=== Texte cité ===
La villa balnéaire trouve ses origines dans les engouements architecturaux, très éclectiques et pleins de fantaisie du 19e siècle. En effet, à cette époque, l'éclectisme - courant d'architecture qui érige la copie en style - est remis à l'honneur. Pour Camille Albert, architecte de La Bénédictine, l'éclectisme «était bien plus rêverie d'un passé renommé qu'annonciateur d'un avenir incertain». [O.Dufossé, Hommage à Camille Albert]

L'influence coloniale et le goût pour l'exotisme sont omniprésents. De même, on trouve ici une déclinaison provinciale des courants architecturaux présentés lors d'expositions universelles, comme celle de 1878. Villas anglo-normandes, castels, chalets italiens et autres curiosités à la façon mauresque, médiévale ou orientale sont ainsi édifiés tout au long du littoral cauchois.

Les noms des villas témoignent de ces influences. Si les premiers sont éponymes (chalet Peltier, Wallon, Renard, Crosnier, Bayard ; villa Elizabeth, Petit, Colin, Yvonne, etc.), ils empruntent ensuite au règne végétal (Les Tamaris, Les Capucines, L'Erable, Les Myrtilles, Les Lierres, Les Frênes, Les Marronniers, Les Prés, Les Tamaris, Les Bambous, Les Chrysanthèmes, Les Sorbiers, etc.) et animal (Les Mouettes, Les Hirondelles, La Renardière, etc.). Certains s'inspirent de la construction (Les Tourelles, Les Lampottes, etc.), d'autres de la mer (Les Embruns, La Caloge, Les Mouettes, etc.).

=== Enregistrements fournis ===
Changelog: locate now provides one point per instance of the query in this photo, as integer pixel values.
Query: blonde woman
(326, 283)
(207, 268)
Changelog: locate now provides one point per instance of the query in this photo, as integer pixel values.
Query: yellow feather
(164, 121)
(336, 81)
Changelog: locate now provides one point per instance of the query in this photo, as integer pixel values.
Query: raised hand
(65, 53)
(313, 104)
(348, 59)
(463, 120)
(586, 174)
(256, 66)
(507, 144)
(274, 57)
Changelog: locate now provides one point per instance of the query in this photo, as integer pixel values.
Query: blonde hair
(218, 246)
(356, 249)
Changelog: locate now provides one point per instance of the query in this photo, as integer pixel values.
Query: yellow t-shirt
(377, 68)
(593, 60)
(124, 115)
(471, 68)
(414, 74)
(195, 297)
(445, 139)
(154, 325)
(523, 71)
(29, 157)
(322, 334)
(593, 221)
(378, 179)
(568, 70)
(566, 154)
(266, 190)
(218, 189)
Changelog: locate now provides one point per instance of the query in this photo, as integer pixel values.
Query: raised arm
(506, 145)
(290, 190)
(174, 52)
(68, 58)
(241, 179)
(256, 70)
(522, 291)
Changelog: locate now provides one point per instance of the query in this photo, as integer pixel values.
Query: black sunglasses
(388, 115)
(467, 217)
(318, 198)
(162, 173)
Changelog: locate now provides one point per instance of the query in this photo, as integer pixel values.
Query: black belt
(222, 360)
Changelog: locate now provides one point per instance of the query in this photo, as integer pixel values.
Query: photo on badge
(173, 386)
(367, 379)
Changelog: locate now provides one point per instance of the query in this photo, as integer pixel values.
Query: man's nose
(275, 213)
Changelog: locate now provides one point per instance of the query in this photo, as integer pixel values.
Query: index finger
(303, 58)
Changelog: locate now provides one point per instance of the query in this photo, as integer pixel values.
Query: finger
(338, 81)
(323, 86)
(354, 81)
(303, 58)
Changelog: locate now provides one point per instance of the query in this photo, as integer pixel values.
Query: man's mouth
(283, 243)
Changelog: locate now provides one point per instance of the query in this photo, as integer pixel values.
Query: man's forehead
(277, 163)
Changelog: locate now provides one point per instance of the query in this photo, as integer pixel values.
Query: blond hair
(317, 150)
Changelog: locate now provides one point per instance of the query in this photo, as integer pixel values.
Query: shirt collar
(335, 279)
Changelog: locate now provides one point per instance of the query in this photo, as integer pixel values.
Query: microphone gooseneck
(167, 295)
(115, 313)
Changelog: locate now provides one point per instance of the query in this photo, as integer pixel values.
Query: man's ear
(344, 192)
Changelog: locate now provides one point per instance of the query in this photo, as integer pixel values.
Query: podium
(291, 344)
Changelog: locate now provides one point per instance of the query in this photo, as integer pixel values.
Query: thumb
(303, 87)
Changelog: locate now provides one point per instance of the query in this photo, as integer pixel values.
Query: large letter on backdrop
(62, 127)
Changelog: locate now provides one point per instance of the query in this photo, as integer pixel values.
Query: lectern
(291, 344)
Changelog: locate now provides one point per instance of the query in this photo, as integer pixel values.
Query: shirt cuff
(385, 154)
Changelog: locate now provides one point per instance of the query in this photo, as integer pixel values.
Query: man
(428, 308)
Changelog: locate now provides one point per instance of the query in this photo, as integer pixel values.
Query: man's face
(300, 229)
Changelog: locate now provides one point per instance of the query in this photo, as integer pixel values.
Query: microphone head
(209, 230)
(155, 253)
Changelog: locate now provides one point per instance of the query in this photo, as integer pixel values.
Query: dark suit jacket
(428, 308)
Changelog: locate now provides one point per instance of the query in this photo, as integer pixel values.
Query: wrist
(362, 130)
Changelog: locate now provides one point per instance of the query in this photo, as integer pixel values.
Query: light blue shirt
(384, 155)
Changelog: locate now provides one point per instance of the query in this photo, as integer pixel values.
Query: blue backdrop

=== Consignes ===
1. Recopiez fidèlement le passage du texte sur les villas balnéaires, de "Les noms des" à "Les Mouettes, etc.).".
2. Repérez toutes les lignes des enregistrements qui contiennent la chaîne "shirt" et recopiez-les. La casse compte.

=== Résultats ===
1.
Les noms des villas témoignent de ces influences. Si les premiers sont éponymes (chalet Peltier, Wallon, Renard, Crosnier, Bayard ; villa Elizabeth, Petit, Colin, Yvonne, etc.), ils empruntent ensuite au règne végétal (Les Tamaris, Les Capucines, L'Erable, Les Myrtilles, Les Lierres, Les Frênes, Les Marronniers, Les Prés, Les Tamaris, Les Bambous, Les Chrysanthèmes, Les Sorbiers, etc.) et animal (Les Mouettes, Les Hirondelles, La Renardière, etc.). Certains s'inspirent de la construction (Les Tourelles, Les Lampottes, etc.), d'autres de la mer (Les Embruns, La Caloge, Les Mouettes, etc.).

2.
Query: yellow t-shirt
Query: shirt collar
Query: shirt cuff
Query: light blue shirt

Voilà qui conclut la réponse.